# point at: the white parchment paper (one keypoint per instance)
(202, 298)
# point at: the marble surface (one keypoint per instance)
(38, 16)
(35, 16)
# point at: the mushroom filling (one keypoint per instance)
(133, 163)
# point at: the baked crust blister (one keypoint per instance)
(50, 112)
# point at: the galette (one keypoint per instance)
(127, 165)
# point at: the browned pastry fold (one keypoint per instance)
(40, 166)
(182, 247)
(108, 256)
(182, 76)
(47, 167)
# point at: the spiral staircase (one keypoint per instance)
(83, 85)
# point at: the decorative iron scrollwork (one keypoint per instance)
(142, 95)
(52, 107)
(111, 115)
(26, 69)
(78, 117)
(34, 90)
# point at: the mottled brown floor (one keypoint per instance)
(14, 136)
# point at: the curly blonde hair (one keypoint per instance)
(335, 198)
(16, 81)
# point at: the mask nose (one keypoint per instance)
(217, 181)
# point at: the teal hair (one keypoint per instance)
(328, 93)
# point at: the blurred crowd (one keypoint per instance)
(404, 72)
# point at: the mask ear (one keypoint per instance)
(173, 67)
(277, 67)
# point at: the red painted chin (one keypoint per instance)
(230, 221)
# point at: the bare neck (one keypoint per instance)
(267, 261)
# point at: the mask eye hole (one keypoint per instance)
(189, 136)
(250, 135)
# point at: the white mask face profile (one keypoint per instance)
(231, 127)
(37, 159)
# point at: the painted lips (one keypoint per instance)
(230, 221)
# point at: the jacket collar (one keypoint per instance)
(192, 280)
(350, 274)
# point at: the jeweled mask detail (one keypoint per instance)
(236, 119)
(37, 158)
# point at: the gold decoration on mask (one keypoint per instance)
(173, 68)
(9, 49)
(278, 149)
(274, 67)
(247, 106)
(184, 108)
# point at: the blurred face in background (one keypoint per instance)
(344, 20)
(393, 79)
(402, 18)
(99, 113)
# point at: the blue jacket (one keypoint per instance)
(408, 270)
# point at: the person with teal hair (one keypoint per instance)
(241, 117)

_Your goal_
Rewrite all of the items above with "keypoint" switched to "marker" wherever it occurs, keeping every other character as it is.

_Expected output_
# point at: the white parchment paper (one marker per instance)
(202, 298)
# point at: the marble surface (one marker per instance)
(38, 16)
(35, 16)
# point at: the mushroom filling (one marker per instance)
(133, 163)
# point at: the baked crust blister (one marker per instance)
(50, 112)
# point at: the galette (one marker per instance)
(127, 165)
# point at: the browned pastry fold (one marker per instance)
(40, 166)
(182, 247)
(108, 256)
(182, 76)
(47, 167)
# point at: the spiral staircase (one marker per instance)
(83, 85)
# point at: the decorative iron scrollwork (one marker per instance)
(142, 95)
(52, 107)
(111, 115)
(26, 69)
(78, 117)
(34, 90)
# point at: the mottled brown floor (one marker per instance)
(14, 136)
# point at: the curly blonde hair (one marker per instance)
(335, 198)
(16, 81)
# point at: the mask nose (one marker per instance)
(217, 181)
# point at: the teal hair (one marker per instance)
(328, 93)
# point at: the blurred crowd (one marker per instance)
(404, 72)
# point at: the mask ear (one marker per instance)
(173, 67)
(277, 67)
# point at: the red painted chin (one marker per instance)
(230, 221)
# point at: the bare neck (one marker per instance)
(267, 261)
# point at: the mask eye hole (one marker per instance)
(189, 136)
(250, 135)
# point at: the white mask face profile (one marker per instance)
(231, 127)
(37, 159)
# point at: the painted lips (one marker per instance)
(230, 221)
# point at: the jacket collar (one marker per instance)
(192, 280)
(350, 274)
# point at: the jeweled mask detail (one marker per instance)
(236, 119)
(37, 158)
# point at: the gold decoration on mask (one marker per instance)
(173, 68)
(9, 49)
(278, 149)
(274, 67)
(247, 106)
(184, 108)
# point at: the blurred face in background (one marker per instance)
(344, 20)
(393, 79)
(402, 18)
(99, 113)
# point at: the blue jacket (one marker per instance)
(408, 270)
# point at: the person with teal hair (one marker per instance)
(241, 117)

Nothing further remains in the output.